Text provided:
=-=-=-=-=

R/getPfamAnnotationForPDBFilenames.R
get_pfam_annotation_for_targets.RdThis function retrieves Pfam domain annotations for a given set of PDB target structures. The targets are expected to be results from a local Foldseek search against the PDB database. The function extracts the relevant PDB assembly and chain identifiers, queries the RCSB API, and returns the Pfam descriptions associated with the identified polymer entities.
get_pfam_annotation_for_targets(targets, batch_size = 200)A character vector of PDB filenames with assembly and chain information as returned by Foldseek in the "target" column.
An integer specifying the number of targets to process in one batch (default: 200). The API calls to the RCSB server are made in batches to avoid overloading the server.
A data frame with columns:
target: The original target name from Foldseek output.
rcsb_id: The RCSB identifier for the matched polymer entity. Note: This uses the "label_asym_id" instead of the "auth_asym_id" used in the target name.
title: The title of the PDB entry associated with the entity.

=-=-=-=-=

Reproduce word for word the passage of the Pfam annotation documentation that starts at "rcsb_id: The RCSB" and ends at "the target name.". The items are not needed for any of the work here.

=-=-=-=-=

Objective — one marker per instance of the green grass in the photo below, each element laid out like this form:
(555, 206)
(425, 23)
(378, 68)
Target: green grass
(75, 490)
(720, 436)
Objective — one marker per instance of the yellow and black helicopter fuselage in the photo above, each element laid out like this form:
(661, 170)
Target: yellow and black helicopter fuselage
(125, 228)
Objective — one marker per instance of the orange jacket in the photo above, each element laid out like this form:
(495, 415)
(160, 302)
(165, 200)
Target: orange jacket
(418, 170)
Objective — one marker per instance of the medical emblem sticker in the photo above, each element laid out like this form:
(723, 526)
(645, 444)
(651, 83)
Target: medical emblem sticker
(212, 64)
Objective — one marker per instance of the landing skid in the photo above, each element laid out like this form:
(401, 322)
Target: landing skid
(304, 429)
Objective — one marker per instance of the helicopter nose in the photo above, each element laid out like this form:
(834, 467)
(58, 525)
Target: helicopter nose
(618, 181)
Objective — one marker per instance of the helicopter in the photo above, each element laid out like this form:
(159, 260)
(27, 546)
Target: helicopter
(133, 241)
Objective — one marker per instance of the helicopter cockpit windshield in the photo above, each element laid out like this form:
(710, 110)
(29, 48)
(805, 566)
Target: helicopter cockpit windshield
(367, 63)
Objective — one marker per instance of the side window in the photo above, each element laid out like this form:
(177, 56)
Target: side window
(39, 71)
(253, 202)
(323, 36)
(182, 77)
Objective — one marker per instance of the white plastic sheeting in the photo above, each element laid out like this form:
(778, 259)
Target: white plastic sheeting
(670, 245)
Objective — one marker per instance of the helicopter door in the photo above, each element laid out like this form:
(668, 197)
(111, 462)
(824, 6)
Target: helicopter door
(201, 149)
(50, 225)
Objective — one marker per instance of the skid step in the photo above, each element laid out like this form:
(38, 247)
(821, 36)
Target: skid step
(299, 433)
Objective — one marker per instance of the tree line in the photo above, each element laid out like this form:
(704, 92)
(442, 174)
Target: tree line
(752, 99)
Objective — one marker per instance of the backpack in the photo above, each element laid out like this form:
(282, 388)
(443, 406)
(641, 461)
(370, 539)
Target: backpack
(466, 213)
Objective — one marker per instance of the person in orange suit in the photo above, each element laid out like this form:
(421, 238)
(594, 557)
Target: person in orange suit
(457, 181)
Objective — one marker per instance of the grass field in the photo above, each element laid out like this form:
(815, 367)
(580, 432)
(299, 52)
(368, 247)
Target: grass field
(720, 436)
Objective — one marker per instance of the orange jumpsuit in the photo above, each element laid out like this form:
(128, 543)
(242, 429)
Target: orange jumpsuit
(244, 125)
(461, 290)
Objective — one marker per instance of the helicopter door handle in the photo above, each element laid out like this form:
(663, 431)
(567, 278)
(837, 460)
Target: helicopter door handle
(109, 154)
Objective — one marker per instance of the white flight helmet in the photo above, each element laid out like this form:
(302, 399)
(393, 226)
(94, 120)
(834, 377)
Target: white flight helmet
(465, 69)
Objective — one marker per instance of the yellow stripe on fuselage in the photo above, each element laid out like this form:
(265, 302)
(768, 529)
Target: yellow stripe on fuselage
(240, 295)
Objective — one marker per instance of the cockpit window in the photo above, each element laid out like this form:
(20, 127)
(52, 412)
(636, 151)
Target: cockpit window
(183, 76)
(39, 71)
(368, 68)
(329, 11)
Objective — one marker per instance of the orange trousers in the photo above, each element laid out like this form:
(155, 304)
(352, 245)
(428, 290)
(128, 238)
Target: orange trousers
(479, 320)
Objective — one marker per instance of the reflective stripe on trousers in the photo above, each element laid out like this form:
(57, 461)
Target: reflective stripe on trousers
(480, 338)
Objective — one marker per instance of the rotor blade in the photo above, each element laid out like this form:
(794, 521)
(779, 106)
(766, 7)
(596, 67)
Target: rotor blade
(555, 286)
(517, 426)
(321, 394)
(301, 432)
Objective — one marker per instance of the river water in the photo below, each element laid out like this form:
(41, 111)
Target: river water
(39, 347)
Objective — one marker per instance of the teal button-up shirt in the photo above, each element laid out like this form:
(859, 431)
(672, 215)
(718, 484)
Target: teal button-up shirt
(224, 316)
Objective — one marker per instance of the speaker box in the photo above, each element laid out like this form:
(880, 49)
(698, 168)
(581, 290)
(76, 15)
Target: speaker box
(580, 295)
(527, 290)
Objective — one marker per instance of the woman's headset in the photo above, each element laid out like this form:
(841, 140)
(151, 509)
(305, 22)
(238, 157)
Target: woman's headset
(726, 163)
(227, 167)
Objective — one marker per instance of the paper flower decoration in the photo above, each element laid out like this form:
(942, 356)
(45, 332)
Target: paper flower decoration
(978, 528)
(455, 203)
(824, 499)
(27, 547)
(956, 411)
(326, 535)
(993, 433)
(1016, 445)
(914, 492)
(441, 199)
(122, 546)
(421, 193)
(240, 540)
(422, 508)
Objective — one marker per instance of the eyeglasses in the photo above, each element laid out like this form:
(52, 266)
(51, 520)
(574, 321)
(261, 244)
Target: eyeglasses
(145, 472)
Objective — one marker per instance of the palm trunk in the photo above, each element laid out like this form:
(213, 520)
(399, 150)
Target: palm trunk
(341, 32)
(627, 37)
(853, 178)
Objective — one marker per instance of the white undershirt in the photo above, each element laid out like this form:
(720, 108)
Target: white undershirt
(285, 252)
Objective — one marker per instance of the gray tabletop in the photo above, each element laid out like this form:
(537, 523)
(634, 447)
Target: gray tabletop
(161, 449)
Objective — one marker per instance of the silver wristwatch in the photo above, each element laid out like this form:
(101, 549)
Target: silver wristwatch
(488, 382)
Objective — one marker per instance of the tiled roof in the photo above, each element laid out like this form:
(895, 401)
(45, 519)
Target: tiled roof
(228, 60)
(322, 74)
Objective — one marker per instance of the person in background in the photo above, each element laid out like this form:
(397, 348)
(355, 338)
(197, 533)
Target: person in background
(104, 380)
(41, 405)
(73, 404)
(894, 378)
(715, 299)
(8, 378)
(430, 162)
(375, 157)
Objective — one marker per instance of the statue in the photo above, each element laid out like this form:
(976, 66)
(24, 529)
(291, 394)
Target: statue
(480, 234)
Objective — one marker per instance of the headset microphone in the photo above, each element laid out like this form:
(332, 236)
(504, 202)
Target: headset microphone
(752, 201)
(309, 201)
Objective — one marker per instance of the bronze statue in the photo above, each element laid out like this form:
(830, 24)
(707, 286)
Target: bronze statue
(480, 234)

=-=-=-=-=

Completed exercise:
rcsb_id: The RCSB identifier for the matched polymer entity. Note: This uses the "label_asym_id" instead of the "auth_asym_id" used in the target name.